Written request:
Copy each of the rows below word for word, keeping every line in its original order.

= = = = =

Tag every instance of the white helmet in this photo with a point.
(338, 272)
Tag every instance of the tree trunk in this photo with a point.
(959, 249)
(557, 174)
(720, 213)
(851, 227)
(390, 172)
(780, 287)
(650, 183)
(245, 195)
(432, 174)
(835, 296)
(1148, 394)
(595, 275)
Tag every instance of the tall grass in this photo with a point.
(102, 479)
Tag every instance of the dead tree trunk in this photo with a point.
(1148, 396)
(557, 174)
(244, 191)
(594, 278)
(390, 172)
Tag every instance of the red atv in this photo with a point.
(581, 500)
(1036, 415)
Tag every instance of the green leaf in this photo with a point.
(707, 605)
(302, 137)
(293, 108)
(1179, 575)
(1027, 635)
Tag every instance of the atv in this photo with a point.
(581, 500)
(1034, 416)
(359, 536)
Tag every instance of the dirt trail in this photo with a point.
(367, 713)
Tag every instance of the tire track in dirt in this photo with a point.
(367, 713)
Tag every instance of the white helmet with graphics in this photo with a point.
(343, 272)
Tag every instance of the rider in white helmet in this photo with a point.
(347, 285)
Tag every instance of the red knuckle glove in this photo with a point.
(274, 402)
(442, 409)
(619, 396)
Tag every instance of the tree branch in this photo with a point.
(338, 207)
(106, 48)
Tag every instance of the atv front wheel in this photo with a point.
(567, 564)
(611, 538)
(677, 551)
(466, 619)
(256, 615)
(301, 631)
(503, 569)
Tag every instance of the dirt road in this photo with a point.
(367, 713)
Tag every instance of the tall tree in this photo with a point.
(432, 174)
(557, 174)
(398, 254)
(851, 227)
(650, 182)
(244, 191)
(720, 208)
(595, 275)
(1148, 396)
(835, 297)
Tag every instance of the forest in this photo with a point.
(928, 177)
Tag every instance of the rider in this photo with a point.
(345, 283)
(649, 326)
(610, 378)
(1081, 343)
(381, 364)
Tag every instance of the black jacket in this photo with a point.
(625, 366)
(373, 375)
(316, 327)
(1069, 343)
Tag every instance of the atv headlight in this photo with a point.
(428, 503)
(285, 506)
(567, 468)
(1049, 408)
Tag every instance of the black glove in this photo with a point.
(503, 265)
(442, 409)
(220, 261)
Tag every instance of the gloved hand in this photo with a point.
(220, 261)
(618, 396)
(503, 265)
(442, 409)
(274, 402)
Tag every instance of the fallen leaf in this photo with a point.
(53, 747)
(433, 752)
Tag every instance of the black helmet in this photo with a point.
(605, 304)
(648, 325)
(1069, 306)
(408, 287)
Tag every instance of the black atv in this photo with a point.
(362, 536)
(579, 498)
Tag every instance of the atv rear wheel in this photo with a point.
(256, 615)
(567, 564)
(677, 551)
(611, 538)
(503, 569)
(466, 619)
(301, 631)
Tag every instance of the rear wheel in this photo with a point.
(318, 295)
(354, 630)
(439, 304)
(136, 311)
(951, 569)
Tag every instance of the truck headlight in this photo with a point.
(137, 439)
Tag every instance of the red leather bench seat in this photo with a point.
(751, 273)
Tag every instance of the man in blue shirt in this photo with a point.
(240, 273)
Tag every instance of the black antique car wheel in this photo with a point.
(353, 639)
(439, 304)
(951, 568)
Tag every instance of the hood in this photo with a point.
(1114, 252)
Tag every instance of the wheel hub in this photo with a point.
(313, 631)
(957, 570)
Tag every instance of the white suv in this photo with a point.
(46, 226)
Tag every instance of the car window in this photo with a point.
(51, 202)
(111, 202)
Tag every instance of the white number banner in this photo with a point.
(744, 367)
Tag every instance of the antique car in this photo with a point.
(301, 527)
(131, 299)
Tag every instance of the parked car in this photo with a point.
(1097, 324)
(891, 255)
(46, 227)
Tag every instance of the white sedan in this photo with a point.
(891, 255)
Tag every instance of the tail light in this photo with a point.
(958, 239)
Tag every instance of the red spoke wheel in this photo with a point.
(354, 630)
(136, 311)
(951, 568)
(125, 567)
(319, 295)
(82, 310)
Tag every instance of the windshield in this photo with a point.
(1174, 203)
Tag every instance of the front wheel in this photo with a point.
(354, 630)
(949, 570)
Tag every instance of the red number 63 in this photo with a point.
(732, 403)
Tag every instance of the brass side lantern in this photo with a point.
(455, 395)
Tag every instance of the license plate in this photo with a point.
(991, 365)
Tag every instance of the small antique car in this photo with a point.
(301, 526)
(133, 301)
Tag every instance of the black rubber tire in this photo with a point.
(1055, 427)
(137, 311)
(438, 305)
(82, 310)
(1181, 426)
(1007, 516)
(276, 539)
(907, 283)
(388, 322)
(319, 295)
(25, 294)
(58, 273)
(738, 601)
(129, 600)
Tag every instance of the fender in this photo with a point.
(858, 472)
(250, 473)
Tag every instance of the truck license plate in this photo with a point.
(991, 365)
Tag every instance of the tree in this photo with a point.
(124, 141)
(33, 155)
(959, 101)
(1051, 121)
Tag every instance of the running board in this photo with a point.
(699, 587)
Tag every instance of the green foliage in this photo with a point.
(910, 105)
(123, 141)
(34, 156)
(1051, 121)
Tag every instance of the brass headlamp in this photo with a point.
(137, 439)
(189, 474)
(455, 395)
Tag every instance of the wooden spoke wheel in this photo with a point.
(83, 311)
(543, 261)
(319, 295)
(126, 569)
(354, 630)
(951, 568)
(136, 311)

= = = = =

Solution to the problem:
Tag every instance of the white helmet in this photo with a point.
(338, 272)
Tag every instance of the tree trunk in this photo with a point.
(959, 249)
(557, 174)
(720, 213)
(851, 227)
(390, 172)
(780, 287)
(650, 183)
(245, 195)
(432, 174)
(835, 296)
(1148, 394)
(595, 275)
Tag every instance of the tall grass in this photo with a point.
(102, 479)
Tag every instance of the dead tree trunk in this photo with a point.
(1148, 396)
(557, 174)
(244, 191)
(594, 278)
(390, 172)
Tag every instance of the red atv in this photo with a point.
(581, 500)
(1036, 415)
Tag every instance of the green leaf in this photo with a point.
(707, 605)
(302, 137)
(293, 108)
(1179, 575)
(1027, 635)
Tag every instance of the atv in this photo with a point.
(581, 500)
(1034, 416)
(359, 536)
Tag every instance of the dirt trail in this photo with a point.
(367, 713)
Tag every instance of the tire track in dirt in this photo with a point.
(367, 713)
Tag every instance of the white helmet with graphics in this photo with a point.
(343, 272)
Tag every instance of the rider in white helmet in this photo with a point.
(347, 285)
Tag every instance of the red knuckle glove in this photo with a point.
(274, 402)
(442, 409)
(619, 396)
Tag every instance of the tree branch in this photo with a point.
(338, 207)
(106, 48)
Tag every instance of the atv front wheel in this photo with a point.
(567, 564)
(611, 538)
(677, 551)
(466, 619)
(256, 615)
(301, 631)
(503, 569)
Tag every instance of the dirt road in this photo with a point.
(367, 713)
Tag every instance of the tall tree in this photo with a point.
(432, 174)
(557, 174)
(398, 254)
(851, 227)
(650, 182)
(244, 191)
(720, 208)
(595, 275)
(1148, 396)
(835, 297)
Tag every instance of the forest in this photo with a point.
(928, 177)
Tag every instance of the rider in this photo with a point.
(345, 283)
(649, 326)
(610, 378)
(1081, 343)
(381, 364)
Tag every instance of the black jacket in this photo with a point.
(625, 366)
(373, 375)
(316, 327)
(1069, 343)
Tag every instance of the atv headlight in this photo with a point.
(428, 503)
(285, 506)
(567, 468)
(1049, 408)
Tag every instance of the black glove in this photo with a point.
(503, 265)
(442, 409)
(220, 261)
Tag every instance of the gloved hand in this photo with a point.
(220, 261)
(618, 396)
(503, 265)
(442, 409)
(274, 402)
Tag every instance of the fallen leaf in this photo with a point.
(53, 747)
(433, 752)
Tag every instance of the black helmet in this photo with a point.
(605, 304)
(648, 325)
(1069, 306)
(408, 287)
Tag every instance of the black atv in this photo with a point.
(362, 536)
(579, 498)
Tag every instance of the atv rear wheel in this photo with a point.
(256, 615)
(567, 564)
(677, 551)
(611, 538)
(503, 569)
(466, 619)
(301, 631)
Tag every instance of the rear wheel in this photo with a point.
(318, 295)
(354, 630)
(439, 304)
(136, 311)
(951, 569)
Tag every instance of the truck headlight in this photo with a point.
(137, 439)
Tag every instance of the red leather bench seat in this photo with a point.
(751, 273)
Tag every instance of the man in blue shirt in this photo with a point.
(240, 273)
Tag every instance of the black antique car wheel in this photo with a point.
(353, 639)
(439, 304)
(951, 568)
Tag every instance of the hood in this photo with a point.
(1114, 252)
Tag every instance of the wheel hub in this photo with a point.
(313, 631)
(957, 570)
Tag every instance of the white suv in this photo with a point.
(46, 226)
Tag every instance of the car window in this photo with a point.
(51, 202)
(111, 202)
Tag every instance of the white number banner in this photo with a point.
(744, 367)
Tag every instance of the antique car in this photo with a point.
(301, 527)
(131, 299)
Tag every instance of the parked car in this photo with a point.
(1097, 324)
(891, 255)
(46, 227)
Tag every instance of the white sedan in this photo with a point.
(891, 255)
Tag every instance of the tail light in this photo with a point.
(958, 239)
Tag every instance of the red spoke wheel in this photo with a point.
(354, 630)
(136, 311)
(951, 568)
(125, 567)
(319, 295)
(82, 310)
Tag every instance of the windshield in this photo with a point.
(1174, 203)
Tag every instance of the front wheel in this photo with a point.
(354, 630)
(949, 570)
Tag every instance of the red number 63 in this photo with a point.
(732, 403)
Tag every instance of the brass side lantern in this photo with a point.
(455, 395)
Tag every instance of the license plate in this photo with a point.
(991, 365)
Tag every instance of the small antique car in this photo with a point.
(301, 526)
(133, 301)
Tag every instance of the black rubber tire in this photo with a point.
(1055, 427)
(137, 311)
(438, 305)
(82, 310)
(1181, 426)
(1007, 516)
(276, 539)
(907, 283)
(388, 322)
(319, 295)
(25, 294)
(58, 273)
(738, 601)
(129, 600)
Tag every instance of the fender in this photo with a point.
(858, 472)
(250, 473)
Tag every instance of the truck license plate in this photo with a point.
(991, 365)
Tag every instance of the tree in this photo with a point.
(124, 141)
(33, 155)
(959, 101)
(1051, 121)
Tag every instance of the running board in this photo with a point.
(699, 587)
Tag every instance of the green foliage in this photo with a point.
(910, 105)
(123, 141)
(34, 156)
(1051, 121)
Tag every instance of the brass headlamp in this photo with a point.
(137, 439)
(189, 474)
(455, 395)
Tag every instance of the wooden spoke wheel in this photo with a point.
(83, 311)
(543, 261)
(319, 295)
(126, 569)
(354, 630)
(951, 568)
(136, 311)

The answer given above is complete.